Exercise goal.
Your answer is the lines from the one that has "on the reservoir" through the last line of the records below, retyped exactly and alone.

Dataset.

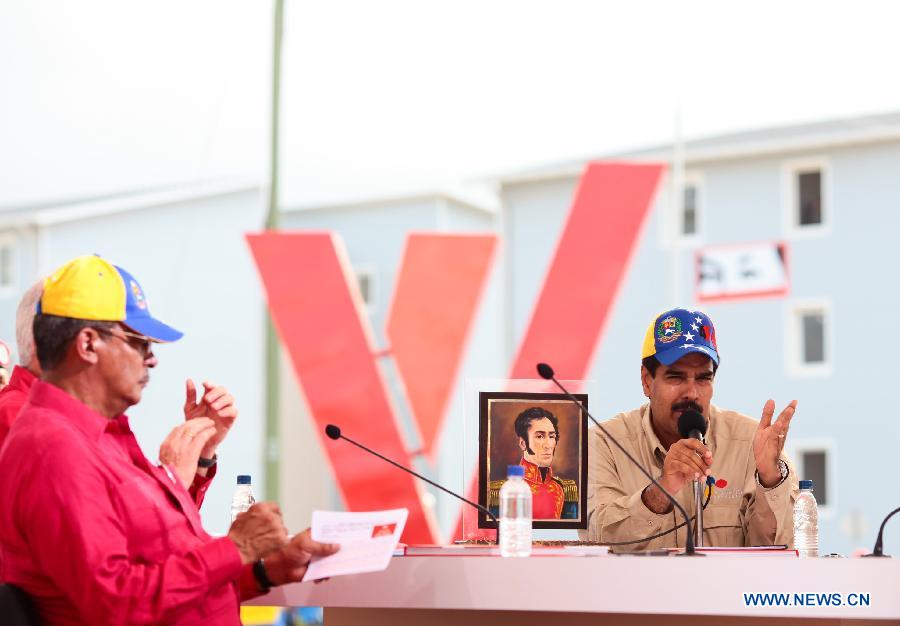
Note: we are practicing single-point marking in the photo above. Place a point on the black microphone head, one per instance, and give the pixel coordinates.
(691, 420)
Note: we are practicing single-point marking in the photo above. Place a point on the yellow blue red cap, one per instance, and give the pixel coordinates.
(677, 332)
(91, 288)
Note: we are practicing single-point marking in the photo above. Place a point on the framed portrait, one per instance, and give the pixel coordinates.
(546, 433)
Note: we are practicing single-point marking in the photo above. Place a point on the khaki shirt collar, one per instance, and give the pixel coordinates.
(657, 449)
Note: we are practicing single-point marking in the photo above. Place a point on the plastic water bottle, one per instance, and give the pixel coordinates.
(806, 521)
(515, 514)
(243, 496)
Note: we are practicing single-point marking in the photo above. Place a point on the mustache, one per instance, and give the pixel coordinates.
(687, 405)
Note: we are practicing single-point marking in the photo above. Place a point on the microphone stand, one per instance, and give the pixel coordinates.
(334, 432)
(698, 506)
(878, 550)
(546, 372)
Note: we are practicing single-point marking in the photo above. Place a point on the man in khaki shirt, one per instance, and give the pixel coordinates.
(752, 501)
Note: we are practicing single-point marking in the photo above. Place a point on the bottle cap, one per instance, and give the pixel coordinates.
(515, 470)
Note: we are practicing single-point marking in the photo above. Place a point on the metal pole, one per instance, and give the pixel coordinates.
(271, 448)
(698, 506)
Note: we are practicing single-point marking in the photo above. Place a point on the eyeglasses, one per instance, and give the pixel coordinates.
(142, 345)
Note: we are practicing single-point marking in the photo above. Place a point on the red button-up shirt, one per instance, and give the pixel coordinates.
(13, 397)
(96, 534)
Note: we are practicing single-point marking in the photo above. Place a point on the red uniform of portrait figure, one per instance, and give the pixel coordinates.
(547, 494)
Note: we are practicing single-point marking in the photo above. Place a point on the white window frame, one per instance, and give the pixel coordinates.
(369, 272)
(795, 366)
(696, 180)
(670, 206)
(790, 196)
(795, 450)
(10, 240)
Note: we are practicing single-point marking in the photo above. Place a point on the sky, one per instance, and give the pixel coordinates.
(383, 98)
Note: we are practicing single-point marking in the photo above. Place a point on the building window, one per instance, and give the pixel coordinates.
(814, 459)
(807, 196)
(809, 338)
(814, 463)
(813, 324)
(689, 210)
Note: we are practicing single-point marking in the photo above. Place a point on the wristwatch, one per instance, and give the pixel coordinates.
(201, 462)
(262, 578)
(785, 472)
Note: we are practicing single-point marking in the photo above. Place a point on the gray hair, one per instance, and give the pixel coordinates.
(24, 321)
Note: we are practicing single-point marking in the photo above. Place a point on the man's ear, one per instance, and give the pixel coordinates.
(85, 345)
(646, 379)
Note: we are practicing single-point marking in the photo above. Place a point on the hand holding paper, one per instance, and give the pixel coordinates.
(367, 541)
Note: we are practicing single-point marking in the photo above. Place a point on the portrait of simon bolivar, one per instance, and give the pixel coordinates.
(546, 434)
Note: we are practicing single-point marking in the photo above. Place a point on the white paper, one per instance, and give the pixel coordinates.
(367, 541)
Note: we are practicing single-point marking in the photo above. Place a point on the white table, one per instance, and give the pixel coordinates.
(572, 591)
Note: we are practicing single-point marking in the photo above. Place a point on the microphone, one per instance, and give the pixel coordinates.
(692, 425)
(878, 550)
(334, 432)
(546, 372)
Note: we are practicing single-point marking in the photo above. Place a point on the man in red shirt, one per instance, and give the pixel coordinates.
(215, 403)
(93, 531)
(13, 396)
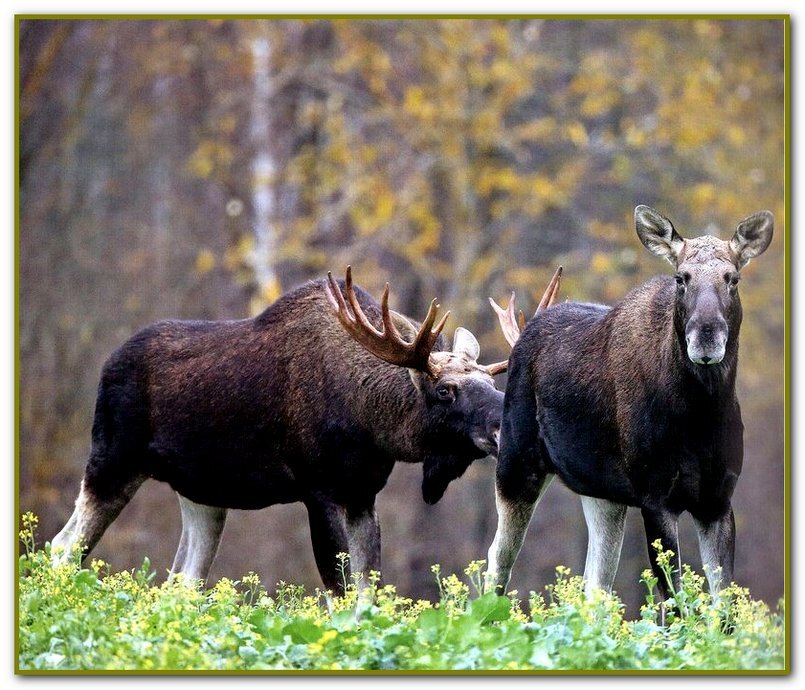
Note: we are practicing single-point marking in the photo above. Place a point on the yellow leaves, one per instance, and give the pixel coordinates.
(417, 104)
(209, 155)
(268, 293)
(540, 129)
(491, 179)
(236, 256)
(702, 196)
(374, 207)
(601, 263)
(577, 134)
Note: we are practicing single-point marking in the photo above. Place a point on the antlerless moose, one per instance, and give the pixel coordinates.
(633, 405)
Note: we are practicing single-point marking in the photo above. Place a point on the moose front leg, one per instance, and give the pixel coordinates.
(363, 537)
(605, 523)
(717, 548)
(328, 533)
(663, 525)
(514, 514)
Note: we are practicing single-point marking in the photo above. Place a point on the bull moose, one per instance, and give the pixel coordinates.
(314, 400)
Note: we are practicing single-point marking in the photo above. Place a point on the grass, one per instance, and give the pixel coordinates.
(75, 619)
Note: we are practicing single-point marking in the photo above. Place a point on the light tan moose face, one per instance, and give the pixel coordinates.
(707, 274)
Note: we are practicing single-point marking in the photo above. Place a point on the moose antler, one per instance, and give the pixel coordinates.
(512, 326)
(388, 344)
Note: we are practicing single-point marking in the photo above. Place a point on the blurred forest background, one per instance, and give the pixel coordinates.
(199, 168)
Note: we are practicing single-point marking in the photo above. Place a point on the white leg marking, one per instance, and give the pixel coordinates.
(201, 532)
(88, 521)
(605, 528)
(513, 519)
(711, 536)
(363, 537)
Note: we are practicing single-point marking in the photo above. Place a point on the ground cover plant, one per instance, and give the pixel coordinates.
(72, 618)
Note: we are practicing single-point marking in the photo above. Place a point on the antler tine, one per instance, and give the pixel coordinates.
(512, 326)
(549, 296)
(507, 319)
(388, 344)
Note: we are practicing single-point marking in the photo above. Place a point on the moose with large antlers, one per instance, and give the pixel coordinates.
(314, 400)
(632, 405)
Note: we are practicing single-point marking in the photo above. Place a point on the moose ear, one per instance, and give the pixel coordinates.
(464, 343)
(657, 234)
(752, 237)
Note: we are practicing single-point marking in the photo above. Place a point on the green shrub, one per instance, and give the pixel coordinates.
(81, 619)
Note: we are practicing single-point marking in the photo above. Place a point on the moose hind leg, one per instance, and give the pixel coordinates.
(605, 527)
(363, 538)
(201, 533)
(90, 519)
(717, 548)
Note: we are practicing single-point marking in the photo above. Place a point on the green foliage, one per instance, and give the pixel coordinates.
(71, 618)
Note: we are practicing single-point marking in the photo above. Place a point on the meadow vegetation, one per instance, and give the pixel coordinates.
(73, 618)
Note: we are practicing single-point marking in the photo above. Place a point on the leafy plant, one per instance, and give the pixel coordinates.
(74, 618)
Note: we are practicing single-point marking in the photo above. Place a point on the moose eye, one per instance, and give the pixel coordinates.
(445, 392)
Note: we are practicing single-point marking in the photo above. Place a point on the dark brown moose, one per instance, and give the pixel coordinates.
(314, 400)
(632, 405)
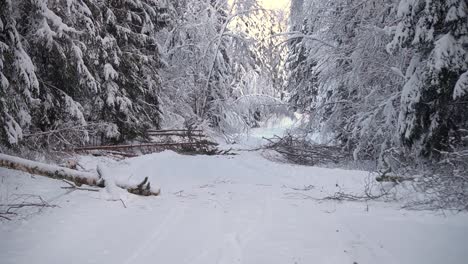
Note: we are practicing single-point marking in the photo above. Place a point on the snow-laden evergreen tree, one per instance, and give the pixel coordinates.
(19, 86)
(90, 66)
(434, 99)
(341, 73)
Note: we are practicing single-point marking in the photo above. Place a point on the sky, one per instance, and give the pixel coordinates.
(274, 4)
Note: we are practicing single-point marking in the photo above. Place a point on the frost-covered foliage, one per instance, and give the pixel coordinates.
(434, 113)
(77, 62)
(340, 72)
(381, 74)
(212, 60)
(108, 70)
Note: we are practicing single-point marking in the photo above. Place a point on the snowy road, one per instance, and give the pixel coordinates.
(226, 209)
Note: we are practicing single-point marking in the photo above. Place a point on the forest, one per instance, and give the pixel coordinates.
(372, 85)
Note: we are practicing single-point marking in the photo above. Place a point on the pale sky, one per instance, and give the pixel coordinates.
(274, 4)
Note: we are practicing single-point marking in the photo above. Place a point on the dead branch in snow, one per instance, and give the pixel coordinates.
(301, 151)
(77, 177)
(9, 210)
(73, 186)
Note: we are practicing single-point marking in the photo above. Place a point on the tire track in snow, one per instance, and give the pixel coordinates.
(159, 233)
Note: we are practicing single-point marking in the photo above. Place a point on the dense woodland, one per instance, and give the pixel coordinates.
(385, 80)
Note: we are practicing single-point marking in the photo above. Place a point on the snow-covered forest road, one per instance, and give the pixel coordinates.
(225, 209)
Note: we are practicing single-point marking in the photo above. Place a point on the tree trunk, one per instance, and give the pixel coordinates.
(78, 177)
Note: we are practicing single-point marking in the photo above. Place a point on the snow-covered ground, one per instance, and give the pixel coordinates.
(224, 209)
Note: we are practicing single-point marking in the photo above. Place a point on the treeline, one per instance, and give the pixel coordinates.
(382, 76)
(80, 69)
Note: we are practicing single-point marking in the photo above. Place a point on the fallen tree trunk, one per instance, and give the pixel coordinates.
(78, 177)
(115, 147)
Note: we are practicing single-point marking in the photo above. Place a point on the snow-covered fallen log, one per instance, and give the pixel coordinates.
(78, 177)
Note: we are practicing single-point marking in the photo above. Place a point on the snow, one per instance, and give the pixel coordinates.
(223, 209)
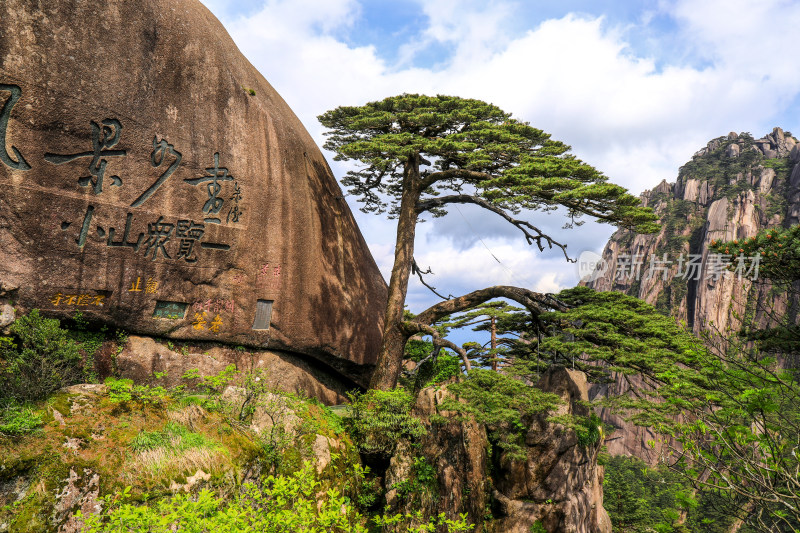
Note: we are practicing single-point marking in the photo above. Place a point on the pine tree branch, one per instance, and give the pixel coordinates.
(535, 302)
(523, 225)
(410, 327)
(454, 173)
(418, 271)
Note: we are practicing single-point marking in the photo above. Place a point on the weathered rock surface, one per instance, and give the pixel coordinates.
(152, 179)
(143, 356)
(736, 199)
(559, 485)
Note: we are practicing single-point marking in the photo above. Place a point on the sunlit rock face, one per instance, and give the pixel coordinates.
(733, 188)
(152, 179)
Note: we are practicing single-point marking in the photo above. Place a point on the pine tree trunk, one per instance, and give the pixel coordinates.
(494, 344)
(390, 358)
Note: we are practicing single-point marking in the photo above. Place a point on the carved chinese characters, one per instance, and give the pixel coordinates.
(143, 187)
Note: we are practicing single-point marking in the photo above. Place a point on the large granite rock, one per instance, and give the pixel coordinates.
(152, 179)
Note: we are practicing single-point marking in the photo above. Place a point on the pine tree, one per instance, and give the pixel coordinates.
(420, 154)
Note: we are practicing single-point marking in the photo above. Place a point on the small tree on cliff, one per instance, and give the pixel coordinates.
(420, 154)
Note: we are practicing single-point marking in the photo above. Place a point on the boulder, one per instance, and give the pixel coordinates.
(142, 357)
(152, 179)
(692, 190)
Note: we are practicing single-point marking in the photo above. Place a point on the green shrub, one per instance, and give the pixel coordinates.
(282, 504)
(38, 359)
(16, 420)
(504, 403)
(379, 419)
(589, 430)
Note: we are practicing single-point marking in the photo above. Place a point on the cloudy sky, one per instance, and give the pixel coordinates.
(635, 87)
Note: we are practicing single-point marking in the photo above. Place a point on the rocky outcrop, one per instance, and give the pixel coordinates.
(558, 486)
(142, 357)
(560, 483)
(152, 179)
(733, 188)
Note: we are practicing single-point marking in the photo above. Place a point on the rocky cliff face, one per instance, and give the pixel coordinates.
(152, 179)
(559, 486)
(731, 189)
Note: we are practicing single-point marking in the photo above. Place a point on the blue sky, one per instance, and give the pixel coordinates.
(636, 87)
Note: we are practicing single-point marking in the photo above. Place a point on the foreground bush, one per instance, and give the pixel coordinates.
(284, 504)
(37, 360)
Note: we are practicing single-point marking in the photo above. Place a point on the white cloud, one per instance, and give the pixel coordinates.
(635, 118)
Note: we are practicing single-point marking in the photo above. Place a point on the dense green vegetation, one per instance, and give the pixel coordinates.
(419, 154)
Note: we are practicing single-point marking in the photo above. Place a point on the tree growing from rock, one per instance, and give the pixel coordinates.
(728, 413)
(419, 154)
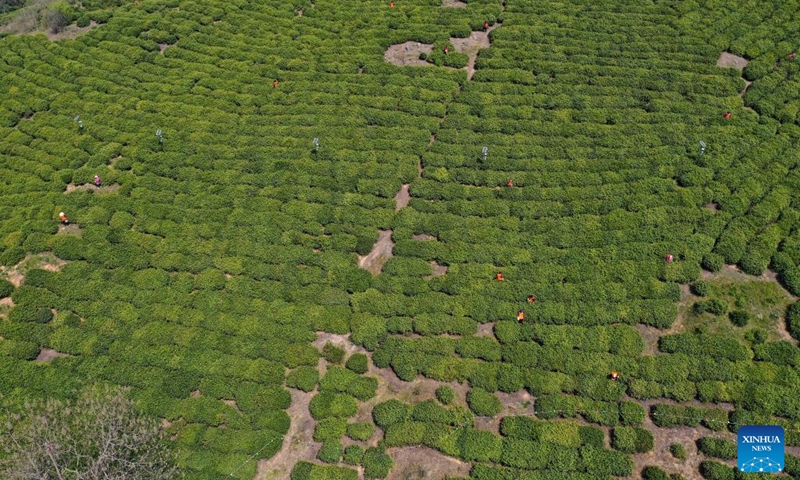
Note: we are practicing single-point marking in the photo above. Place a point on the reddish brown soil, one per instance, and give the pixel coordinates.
(380, 254)
(417, 463)
(47, 355)
(298, 443)
(402, 198)
(407, 54)
(425, 237)
(438, 270)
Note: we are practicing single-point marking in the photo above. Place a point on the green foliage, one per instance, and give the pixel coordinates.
(353, 454)
(358, 363)
(654, 473)
(711, 470)
(330, 452)
(332, 353)
(377, 463)
(632, 439)
(483, 403)
(678, 451)
(700, 288)
(714, 306)
(480, 445)
(309, 471)
(6, 288)
(303, 378)
(739, 317)
(717, 447)
(360, 431)
(390, 412)
(445, 394)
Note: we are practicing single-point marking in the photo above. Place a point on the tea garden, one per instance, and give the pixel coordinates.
(211, 257)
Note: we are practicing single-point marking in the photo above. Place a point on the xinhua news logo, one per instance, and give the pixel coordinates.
(760, 448)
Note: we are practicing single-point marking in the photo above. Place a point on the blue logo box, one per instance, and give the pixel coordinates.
(760, 448)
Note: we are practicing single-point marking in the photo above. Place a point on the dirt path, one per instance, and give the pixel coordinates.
(298, 444)
(418, 463)
(380, 254)
(407, 54)
(729, 60)
(472, 45)
(402, 198)
(47, 355)
(90, 186)
(45, 261)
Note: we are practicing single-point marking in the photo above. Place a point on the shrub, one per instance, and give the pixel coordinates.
(330, 429)
(330, 452)
(700, 288)
(483, 403)
(739, 317)
(714, 306)
(377, 463)
(303, 378)
(654, 473)
(713, 262)
(631, 413)
(390, 412)
(21, 313)
(6, 288)
(717, 448)
(358, 363)
(362, 431)
(678, 451)
(332, 353)
(632, 440)
(793, 320)
(480, 445)
(445, 394)
(353, 454)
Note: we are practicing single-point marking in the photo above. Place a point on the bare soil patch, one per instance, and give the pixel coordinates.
(729, 60)
(417, 463)
(71, 229)
(90, 186)
(72, 31)
(298, 443)
(438, 270)
(472, 45)
(425, 237)
(402, 198)
(47, 355)
(380, 254)
(45, 261)
(407, 54)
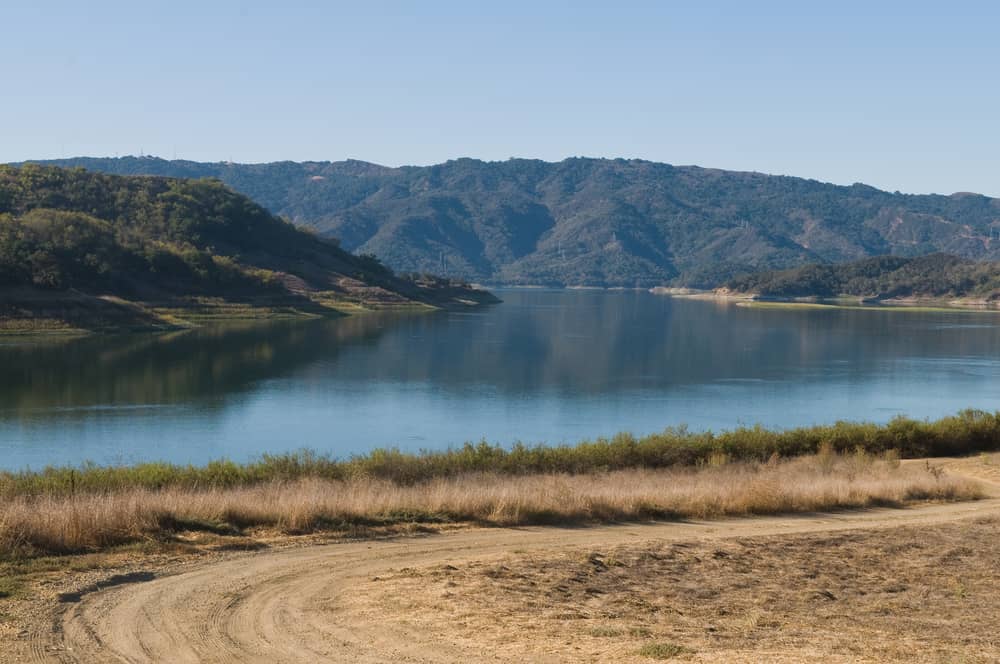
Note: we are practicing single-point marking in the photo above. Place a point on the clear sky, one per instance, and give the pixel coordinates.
(900, 95)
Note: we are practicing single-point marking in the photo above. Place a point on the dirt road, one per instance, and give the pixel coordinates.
(291, 606)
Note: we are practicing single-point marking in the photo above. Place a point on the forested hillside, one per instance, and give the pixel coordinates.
(157, 239)
(884, 277)
(595, 221)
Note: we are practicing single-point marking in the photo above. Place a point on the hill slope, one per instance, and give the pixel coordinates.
(595, 221)
(67, 236)
(881, 278)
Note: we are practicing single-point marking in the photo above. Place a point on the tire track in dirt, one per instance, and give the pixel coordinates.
(286, 606)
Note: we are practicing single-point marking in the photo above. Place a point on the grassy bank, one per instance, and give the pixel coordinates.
(32, 525)
(965, 433)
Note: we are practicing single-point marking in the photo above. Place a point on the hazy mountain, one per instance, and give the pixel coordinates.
(595, 221)
(72, 234)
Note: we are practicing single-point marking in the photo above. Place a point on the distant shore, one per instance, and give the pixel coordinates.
(841, 302)
(39, 312)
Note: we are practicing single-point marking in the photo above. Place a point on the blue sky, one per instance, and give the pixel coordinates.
(899, 95)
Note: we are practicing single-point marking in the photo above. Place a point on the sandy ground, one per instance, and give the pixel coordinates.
(917, 584)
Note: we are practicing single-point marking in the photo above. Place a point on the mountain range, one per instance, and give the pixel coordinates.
(594, 222)
(86, 249)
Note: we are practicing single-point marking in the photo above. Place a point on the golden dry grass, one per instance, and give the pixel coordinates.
(928, 594)
(90, 522)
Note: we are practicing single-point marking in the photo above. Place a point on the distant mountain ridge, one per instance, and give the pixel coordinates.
(102, 249)
(595, 222)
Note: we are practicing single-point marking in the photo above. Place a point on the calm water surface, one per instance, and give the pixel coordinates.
(545, 366)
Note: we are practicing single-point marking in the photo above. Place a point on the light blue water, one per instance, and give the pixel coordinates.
(544, 366)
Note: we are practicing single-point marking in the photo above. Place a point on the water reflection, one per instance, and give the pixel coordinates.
(544, 366)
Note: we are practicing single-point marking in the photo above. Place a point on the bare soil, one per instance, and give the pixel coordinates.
(918, 584)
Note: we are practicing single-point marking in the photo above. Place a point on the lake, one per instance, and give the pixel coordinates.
(545, 366)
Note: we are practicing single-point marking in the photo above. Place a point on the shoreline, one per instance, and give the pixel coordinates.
(856, 302)
(33, 312)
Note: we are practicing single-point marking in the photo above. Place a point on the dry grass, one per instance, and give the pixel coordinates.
(928, 594)
(91, 522)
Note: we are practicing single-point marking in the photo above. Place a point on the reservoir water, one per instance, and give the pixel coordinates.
(544, 366)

Completed task.
Note: we are practicing single-point marking in the photo above. Place a point on the reservoir water, one per instance, and give the pixel coordinates.
(544, 366)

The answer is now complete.